[Coordinate labeling data]
###
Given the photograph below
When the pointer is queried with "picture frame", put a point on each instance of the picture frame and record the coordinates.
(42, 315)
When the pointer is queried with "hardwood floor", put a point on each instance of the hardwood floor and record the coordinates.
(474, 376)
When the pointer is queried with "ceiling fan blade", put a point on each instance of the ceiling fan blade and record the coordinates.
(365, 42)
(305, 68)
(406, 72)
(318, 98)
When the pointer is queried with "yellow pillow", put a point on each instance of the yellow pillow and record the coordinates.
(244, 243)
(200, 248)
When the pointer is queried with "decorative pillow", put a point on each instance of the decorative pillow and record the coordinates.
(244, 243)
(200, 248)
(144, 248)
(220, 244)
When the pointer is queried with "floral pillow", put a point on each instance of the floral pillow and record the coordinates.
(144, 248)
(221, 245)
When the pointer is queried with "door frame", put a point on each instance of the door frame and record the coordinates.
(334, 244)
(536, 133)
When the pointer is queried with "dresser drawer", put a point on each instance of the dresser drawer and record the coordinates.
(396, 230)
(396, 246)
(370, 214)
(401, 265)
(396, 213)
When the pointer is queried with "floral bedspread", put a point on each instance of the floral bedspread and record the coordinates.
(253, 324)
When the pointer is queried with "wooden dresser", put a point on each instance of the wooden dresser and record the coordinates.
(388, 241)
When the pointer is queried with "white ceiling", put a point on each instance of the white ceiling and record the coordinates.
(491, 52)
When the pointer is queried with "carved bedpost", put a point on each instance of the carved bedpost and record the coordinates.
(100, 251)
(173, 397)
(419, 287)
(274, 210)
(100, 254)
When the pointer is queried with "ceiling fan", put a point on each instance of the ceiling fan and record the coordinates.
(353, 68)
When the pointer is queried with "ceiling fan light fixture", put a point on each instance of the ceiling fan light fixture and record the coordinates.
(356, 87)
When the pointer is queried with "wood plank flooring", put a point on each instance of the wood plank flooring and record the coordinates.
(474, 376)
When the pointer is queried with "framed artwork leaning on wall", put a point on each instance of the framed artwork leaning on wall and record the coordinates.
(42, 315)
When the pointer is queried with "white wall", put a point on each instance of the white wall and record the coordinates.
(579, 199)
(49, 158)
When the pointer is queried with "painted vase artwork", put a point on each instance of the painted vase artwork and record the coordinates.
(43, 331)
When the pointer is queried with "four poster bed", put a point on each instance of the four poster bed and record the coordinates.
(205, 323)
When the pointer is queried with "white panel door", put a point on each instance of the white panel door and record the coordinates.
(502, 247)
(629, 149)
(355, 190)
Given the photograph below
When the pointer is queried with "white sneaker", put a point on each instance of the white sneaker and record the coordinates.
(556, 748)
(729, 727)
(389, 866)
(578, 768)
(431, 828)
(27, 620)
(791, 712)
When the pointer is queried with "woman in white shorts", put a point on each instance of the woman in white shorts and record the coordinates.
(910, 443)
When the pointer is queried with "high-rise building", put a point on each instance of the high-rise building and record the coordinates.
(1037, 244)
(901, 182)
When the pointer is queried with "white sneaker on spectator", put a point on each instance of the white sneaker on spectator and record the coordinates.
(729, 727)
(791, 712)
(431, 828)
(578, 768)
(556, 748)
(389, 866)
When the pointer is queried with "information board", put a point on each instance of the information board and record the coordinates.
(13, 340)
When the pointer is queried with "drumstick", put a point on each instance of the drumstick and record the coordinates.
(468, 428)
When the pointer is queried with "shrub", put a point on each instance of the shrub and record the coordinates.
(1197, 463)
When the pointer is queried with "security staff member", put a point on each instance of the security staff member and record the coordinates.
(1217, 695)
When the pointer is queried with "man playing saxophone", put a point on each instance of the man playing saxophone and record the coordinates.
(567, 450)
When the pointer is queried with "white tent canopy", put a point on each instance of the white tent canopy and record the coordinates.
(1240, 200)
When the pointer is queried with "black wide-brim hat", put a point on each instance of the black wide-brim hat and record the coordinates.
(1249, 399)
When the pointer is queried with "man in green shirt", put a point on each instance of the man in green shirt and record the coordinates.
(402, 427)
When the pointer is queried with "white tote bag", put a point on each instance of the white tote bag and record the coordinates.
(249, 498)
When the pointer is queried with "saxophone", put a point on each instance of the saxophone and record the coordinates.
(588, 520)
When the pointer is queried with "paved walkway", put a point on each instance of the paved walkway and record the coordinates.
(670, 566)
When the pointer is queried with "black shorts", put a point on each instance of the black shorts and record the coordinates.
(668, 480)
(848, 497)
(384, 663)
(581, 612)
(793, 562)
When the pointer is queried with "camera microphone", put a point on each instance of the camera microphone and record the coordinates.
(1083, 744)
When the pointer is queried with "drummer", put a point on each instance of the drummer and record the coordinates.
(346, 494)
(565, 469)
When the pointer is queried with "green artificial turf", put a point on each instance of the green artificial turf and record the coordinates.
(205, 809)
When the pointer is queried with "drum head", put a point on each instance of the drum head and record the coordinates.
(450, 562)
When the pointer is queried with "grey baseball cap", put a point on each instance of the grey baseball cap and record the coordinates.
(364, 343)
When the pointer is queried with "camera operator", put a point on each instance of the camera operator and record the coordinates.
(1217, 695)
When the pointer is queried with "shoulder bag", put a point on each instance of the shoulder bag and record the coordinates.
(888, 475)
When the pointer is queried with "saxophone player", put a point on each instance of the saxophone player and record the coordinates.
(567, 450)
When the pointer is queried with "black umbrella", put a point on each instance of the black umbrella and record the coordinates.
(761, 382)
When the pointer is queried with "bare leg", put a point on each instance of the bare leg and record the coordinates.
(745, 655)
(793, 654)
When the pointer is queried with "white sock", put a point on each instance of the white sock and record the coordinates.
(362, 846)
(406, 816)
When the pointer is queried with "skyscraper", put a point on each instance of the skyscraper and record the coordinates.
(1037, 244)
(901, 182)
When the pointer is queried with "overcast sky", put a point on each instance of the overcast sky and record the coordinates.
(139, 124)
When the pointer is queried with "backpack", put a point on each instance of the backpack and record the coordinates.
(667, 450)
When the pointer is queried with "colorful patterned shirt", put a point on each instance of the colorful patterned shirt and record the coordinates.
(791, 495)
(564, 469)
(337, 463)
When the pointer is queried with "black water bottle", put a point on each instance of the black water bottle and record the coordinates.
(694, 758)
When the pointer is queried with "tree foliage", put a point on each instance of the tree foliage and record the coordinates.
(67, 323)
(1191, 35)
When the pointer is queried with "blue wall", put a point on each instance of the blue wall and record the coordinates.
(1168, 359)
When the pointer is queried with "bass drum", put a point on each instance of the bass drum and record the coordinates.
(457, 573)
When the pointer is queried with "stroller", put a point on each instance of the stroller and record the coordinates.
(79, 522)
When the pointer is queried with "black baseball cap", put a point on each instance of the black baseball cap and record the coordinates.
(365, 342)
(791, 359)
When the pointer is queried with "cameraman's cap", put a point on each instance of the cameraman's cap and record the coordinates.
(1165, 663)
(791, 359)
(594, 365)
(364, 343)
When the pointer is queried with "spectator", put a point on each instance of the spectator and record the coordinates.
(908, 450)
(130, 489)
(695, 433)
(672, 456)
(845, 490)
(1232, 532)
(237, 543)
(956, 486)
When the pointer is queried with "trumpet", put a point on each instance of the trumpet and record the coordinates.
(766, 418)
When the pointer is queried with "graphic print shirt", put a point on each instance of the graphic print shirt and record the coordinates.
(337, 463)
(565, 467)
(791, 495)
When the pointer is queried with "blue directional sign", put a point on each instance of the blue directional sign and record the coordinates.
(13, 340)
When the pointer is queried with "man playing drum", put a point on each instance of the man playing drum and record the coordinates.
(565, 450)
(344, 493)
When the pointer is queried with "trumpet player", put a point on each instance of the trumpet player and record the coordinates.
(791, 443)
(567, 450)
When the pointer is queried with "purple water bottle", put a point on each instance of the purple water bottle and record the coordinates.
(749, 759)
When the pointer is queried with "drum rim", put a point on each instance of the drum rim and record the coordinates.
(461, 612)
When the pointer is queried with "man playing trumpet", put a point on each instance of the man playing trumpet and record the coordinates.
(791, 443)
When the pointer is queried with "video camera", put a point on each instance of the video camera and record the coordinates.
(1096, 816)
###
Directions. Reproduce the lines of the listing beginning with the line that contains "camera and record the coordinates." and continuing through the end of the listing, substituting "cursor" for "pointer" and leaving everything else unchanged.

Task result.
When the cursor is queried with "video camera", put a point on each instance of the video camera and record the coordinates.
(1096, 816)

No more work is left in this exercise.